- [Problem description]:
Could you convert all of the material below into a Markdown table with the columns "Row" and "Line," giving each nonblank line its own numbered row and leaving out any blank lines?

- [Data supplied]:
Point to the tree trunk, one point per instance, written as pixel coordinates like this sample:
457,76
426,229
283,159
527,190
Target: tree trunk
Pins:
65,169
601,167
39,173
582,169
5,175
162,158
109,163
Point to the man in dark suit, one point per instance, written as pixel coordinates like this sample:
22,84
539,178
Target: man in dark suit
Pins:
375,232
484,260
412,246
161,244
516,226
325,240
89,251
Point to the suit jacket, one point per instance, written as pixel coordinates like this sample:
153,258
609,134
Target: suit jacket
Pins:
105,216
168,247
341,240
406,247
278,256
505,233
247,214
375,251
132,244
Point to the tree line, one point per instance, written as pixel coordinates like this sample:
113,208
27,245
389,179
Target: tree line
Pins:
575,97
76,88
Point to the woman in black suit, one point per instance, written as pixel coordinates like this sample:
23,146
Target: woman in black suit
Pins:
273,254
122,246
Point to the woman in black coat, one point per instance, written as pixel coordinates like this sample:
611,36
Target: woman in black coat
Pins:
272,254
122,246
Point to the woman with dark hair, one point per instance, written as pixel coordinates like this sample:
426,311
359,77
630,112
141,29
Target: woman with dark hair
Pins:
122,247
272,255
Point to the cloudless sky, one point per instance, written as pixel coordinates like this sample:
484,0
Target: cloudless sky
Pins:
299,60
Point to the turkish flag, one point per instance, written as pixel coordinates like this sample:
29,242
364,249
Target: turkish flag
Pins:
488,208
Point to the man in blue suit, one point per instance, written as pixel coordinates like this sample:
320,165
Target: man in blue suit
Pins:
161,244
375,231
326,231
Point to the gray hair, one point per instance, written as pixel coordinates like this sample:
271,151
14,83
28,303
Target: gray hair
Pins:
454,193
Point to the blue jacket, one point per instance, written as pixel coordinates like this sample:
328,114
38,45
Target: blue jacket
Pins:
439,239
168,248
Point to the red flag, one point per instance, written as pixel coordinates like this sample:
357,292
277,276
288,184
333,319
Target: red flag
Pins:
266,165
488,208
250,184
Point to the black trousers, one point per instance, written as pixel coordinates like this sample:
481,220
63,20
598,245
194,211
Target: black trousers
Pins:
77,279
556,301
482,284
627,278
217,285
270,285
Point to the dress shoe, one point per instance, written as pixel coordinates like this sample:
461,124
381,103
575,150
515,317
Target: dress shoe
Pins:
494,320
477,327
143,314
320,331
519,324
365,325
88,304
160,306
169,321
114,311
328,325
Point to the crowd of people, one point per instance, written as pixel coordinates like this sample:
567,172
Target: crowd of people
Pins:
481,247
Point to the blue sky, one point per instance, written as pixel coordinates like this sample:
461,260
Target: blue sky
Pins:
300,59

- [Complete response]:
| Row | Line |
|---|---|
| 1 | Point to the tree trunk, one point per instance, written as pixel coordinates like this sample: |
| 2 | 457,76 |
| 3 | 426,229 |
| 4 | 283,159 |
| 5 | 527,190 |
| 6 | Target: tree trunk |
| 7 | Pins: |
| 8 | 65,169 |
| 9 | 601,167 |
| 10 | 39,173 |
| 11 | 582,169 |
| 12 | 5,175 |
| 13 | 162,158 |
| 14 | 109,163 |
| 15 | Point to the man in dark suit, one point per instance, written as pixel coordinates like this sample: |
| 16 | 22,84 |
| 17 | 539,178 |
| 18 | Target: man in dark suit |
| 19 | Pins: |
| 20 | 375,232 |
| 21 | 484,260 |
| 22 | 412,246 |
| 23 | 161,244 |
| 24 | 516,226 |
| 25 | 325,240 |
| 26 | 89,251 |
| 27 | Point to the suit jacket, one point per instance, written as pixel coordinates like this sample: |
| 28 | 153,258 |
| 29 | 609,134 |
| 30 | Target: suit jacket |
| 31 | Pins: |
| 32 | 105,216 |
| 33 | 168,247 |
| 34 | 341,240 |
| 35 | 406,247 |
| 36 | 278,256 |
| 37 | 505,233 |
| 38 | 247,214 |
| 39 | 375,251 |
| 40 | 132,244 |
| 41 | Point to the tree line, one point per instance, written as pixel coordinates like this sample: |
| 42 | 113,208 |
| 43 | 27,245 |
| 44 | 389,179 |
| 45 | Target: tree line |
| 46 | Pins: |
| 47 | 575,97 |
| 48 | 76,88 |
| 49 | Point to the woman in black suit, one point per instance, written as pixel coordinates like this sample: |
| 50 | 23,146 |
| 51 | Target: woman in black suit |
| 52 | Pins: |
| 53 | 273,254 |
| 54 | 122,246 |
| 55 | Point to the woman in black coat, one point per instance, written as pixel coordinates like this sample: |
| 56 | 611,36 |
| 57 | Target: woman in black coat |
| 58 | Pins: |
| 59 | 272,254 |
| 60 | 122,246 |
| 61 | Point to the woman with dark hair, one point per instance, written as pixel coordinates like this sample: |
| 62 | 426,311 |
| 63 | 359,77 |
| 64 | 630,112 |
| 65 | 141,29 |
| 66 | Target: woman with dark hair |
| 67 | Pins: |
| 68 | 122,247 |
| 69 | 272,255 |
| 70 | Point to the cloudless sky, one point per instance, written as pixel coordinates like this sample: |
| 71 | 484,0 |
| 72 | Target: cloudless sky |
| 73 | Pins: |
| 74 | 299,60 |
| 75 | Point to the turkish flag, one point per instance, written as pixel coordinates like this sample: |
| 76 | 29,242 |
| 77 | 364,249 |
| 78 | Target: turkish flag |
| 79 | Pins: |
| 80 | 488,208 |
| 81 | Point to the man in blue suit, one point per instance, written as pixel coordinates like this sample: |
| 82 | 320,165 |
| 83 | Target: man in blue suit |
| 84 | Pins: |
| 85 | 161,244 |
| 86 | 375,231 |
| 87 | 326,231 |
| 88 | Point to the gray hair, one point per instance, written as pixel coordinates like this sample: |
| 89 | 271,151 |
| 90 | 14,83 |
| 91 | 28,303 |
| 92 | Target: gray hair |
| 93 | Pins: |
| 94 | 454,193 |
| 95 | Point to the blue jacket, one point per instance, written as pixel coordinates like this sample: |
| 96 | 328,114 |
| 97 | 38,45 |
| 98 | Target: blue jacket |
| 99 | Pins: |
| 100 | 439,239 |
| 101 | 168,248 |
| 102 | Point to the red flag, one point per instance, written as pixel coordinates like this sample: |
| 103 | 357,292 |
| 104 | 277,276 |
| 105 | 288,184 |
| 106 | 333,319 |
| 107 | Target: red flag |
| 108 | Pins: |
| 109 | 266,165 |
| 110 | 488,208 |
| 111 | 250,184 |
| 112 | Point to the black trousers, one point per instance, written as pixel coordinates like this sample: |
| 113 | 481,220 |
| 114 | 63,20 |
| 115 | 598,245 |
| 116 | 194,211 |
| 117 | Target: black trousers |
| 118 | Pins: |
| 119 | 77,279 |
| 120 | 556,301 |
| 121 | 482,284 |
| 122 | 627,278 |
| 123 | 217,285 |
| 124 | 270,285 |
| 125 | Point to the dress shoe, one point per instance, written as pixel coordinates like this sample: |
| 126 | 461,124 |
| 127 | 381,103 |
| 128 | 575,150 |
| 129 | 515,317 |
| 130 | Target: dress shoe |
| 131 | Pins: |
| 132 | 494,320 |
| 133 | 477,327 |
| 134 | 143,314 |
| 135 | 320,331 |
| 136 | 519,324 |
| 137 | 365,325 |
| 138 | 88,304 |
| 139 | 160,306 |
| 140 | 169,321 |
| 141 | 114,311 |
| 142 | 328,325 |
| 143 | Point to the crowd of people, one point per instance, written as pixel coordinates like this sample: |
| 144 | 567,172 |
| 145 | Target: crowd of people |
| 146 | Pins: |
| 147 | 481,247 |
| 148 | Point to the blue sky, one point per instance, written as pixel coordinates like this sample: |
| 149 | 461,260 |
| 150 | Target: blue sky |
| 151 | Pins: |
| 152 | 300,59 |